• [Instructions to follow]: Turn the records below into a numbered list with one line per entry, skipping blank lines and omitting the picture lines.

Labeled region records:
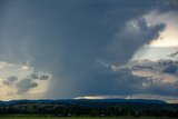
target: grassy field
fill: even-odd
[[[164,117],[37,117],[37,116],[2,116],[0,119],[177,119]]]

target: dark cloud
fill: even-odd
[[[142,16],[162,8],[159,3],[156,0],[9,0],[0,19],[0,60],[28,61],[34,70],[51,72],[48,98],[149,92],[142,86],[147,82],[145,78],[129,71],[100,69],[96,60],[125,63],[139,47],[158,37],[166,24],[148,27]],[[31,78],[17,83],[18,93],[38,86]]]
[[[32,79],[39,79],[39,80],[48,80],[49,79],[49,76],[47,76],[47,75],[36,75],[36,73],[33,73],[30,77]]]
[[[165,27],[164,23],[148,27],[145,18],[127,21],[116,34],[106,59],[112,63],[126,63],[138,48],[156,39]]]
[[[113,71],[100,67],[95,76],[80,90],[83,96],[130,96],[137,93],[152,93],[159,96],[178,96],[178,82],[164,82],[147,77],[138,77],[131,70]],[[97,90],[97,91],[96,91]]]
[[[24,78],[16,83],[16,87],[18,88],[18,95],[23,95],[30,89],[38,87],[38,83],[33,82],[30,78]]]
[[[7,86],[13,85],[18,80],[18,77],[11,76],[8,79],[3,80],[2,83]]]

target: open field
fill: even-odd
[[[0,119],[177,119],[166,117],[39,117],[39,116],[2,116]]]

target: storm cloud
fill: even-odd
[[[38,87],[38,83],[32,81],[30,78],[22,79],[16,87],[18,88],[18,93],[23,95],[28,92],[31,88]]]
[[[138,49],[167,29],[165,22],[150,24],[145,16],[155,9],[161,13],[171,11],[171,3],[161,0],[7,0],[0,4],[0,60],[30,66],[34,72],[51,73],[43,97],[177,96],[176,83],[154,82],[129,68],[120,70]],[[117,67],[119,70],[112,70]],[[168,69],[161,71],[170,73]],[[18,93],[23,95],[38,87],[36,81],[47,79],[48,75],[33,73],[16,83]]]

• [Finished exercise]:
1. target: grassy field
2. fill: even-odd
3. [[[164,117],[37,117],[37,116],[2,116],[0,119],[177,119]]]
4. target: dark cloud
5. fill: even-odd
6. [[[142,16],[162,8],[159,3],[156,0],[9,0],[0,19],[0,60],[28,61],[34,70],[51,72],[48,98],[149,92],[142,86],[147,82],[145,78],[129,71],[100,69],[96,60],[125,63],[139,47],[158,37],[166,24],[148,27]],[[31,78],[17,83],[18,93],[38,86]]]
7. [[[32,79],[39,79],[39,80],[48,80],[49,79],[49,76],[47,76],[47,75],[36,75],[36,73],[33,73],[30,77]]]
8. [[[165,27],[164,23],[148,27],[145,18],[127,21],[116,34],[106,59],[112,63],[126,63],[138,48],[156,39]]]
9. [[[113,71],[100,67],[95,76],[80,90],[83,96],[130,96],[137,93],[152,93],[159,96],[178,96],[178,82],[164,82],[147,77],[138,77],[131,70]],[[97,90],[97,91],[96,91]]]
10. [[[24,78],[16,83],[16,87],[18,88],[18,95],[23,95],[30,89],[38,87],[38,83],[33,82],[30,78]]]
11. [[[7,86],[13,85],[18,80],[18,77],[11,76],[8,79],[3,80],[2,83]]]
12. target: open field
13. fill: even-odd
14. [[[0,119],[177,119],[166,117],[39,117],[39,116],[2,116]]]
15. target: storm cloud
16. fill: even-odd
17. [[[38,87],[38,83],[32,81],[30,78],[22,79],[16,87],[18,88],[18,93],[23,95],[28,92],[31,88]]]
18. [[[138,49],[167,29],[165,22],[150,24],[145,16],[155,9],[161,13],[171,11],[171,3],[161,0],[7,0],[0,4],[0,60],[30,66],[34,72],[51,73],[43,97],[177,96],[176,83],[154,82],[129,68],[120,70]],[[117,67],[119,70],[112,70]],[[168,69],[161,71],[170,73]],[[18,93],[23,95],[38,87],[36,81],[47,79],[48,75],[33,73],[16,83]]]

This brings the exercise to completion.